**What you are asked to do:**
Return every line of the records that contains the word "white".

— begin Listed records —

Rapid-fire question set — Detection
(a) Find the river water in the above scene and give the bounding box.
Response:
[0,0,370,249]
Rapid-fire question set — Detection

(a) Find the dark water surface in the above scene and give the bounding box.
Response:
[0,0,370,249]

— end Listed records —
— begin Listed records —

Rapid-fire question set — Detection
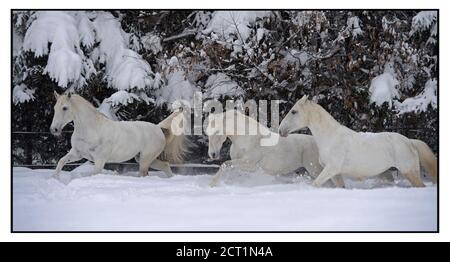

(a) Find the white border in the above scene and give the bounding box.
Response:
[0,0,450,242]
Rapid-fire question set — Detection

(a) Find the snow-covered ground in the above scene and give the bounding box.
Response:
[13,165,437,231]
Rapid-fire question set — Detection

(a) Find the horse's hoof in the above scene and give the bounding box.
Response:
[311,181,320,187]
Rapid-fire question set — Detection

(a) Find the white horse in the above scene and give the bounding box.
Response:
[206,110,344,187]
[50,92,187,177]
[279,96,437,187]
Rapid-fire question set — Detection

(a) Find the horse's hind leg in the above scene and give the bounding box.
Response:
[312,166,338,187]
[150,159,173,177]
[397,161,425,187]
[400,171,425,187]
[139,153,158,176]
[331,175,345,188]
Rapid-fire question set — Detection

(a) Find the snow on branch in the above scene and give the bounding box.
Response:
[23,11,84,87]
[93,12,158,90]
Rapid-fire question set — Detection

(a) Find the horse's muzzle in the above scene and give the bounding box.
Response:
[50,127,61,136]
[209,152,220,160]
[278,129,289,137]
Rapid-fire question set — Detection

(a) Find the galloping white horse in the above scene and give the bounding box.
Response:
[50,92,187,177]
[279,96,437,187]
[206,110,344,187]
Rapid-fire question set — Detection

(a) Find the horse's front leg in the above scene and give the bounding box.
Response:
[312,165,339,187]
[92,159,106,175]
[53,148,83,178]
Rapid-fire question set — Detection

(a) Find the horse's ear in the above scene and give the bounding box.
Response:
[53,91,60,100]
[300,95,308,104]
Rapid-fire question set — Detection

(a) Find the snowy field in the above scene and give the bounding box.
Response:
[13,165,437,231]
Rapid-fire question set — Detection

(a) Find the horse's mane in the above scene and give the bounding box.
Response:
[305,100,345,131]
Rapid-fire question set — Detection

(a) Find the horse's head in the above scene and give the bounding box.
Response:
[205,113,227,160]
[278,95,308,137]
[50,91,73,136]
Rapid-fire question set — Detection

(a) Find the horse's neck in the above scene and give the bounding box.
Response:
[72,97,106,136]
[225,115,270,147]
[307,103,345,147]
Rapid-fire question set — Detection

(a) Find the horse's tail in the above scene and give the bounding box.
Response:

— end Listed records —

**In response:**
(a) Find the white border in the above scene and give the bounding box.
(a) Find the white horse in the above scene and give the bounding box.
(a) Find the galloping white horse in the above scene and give the bounding box.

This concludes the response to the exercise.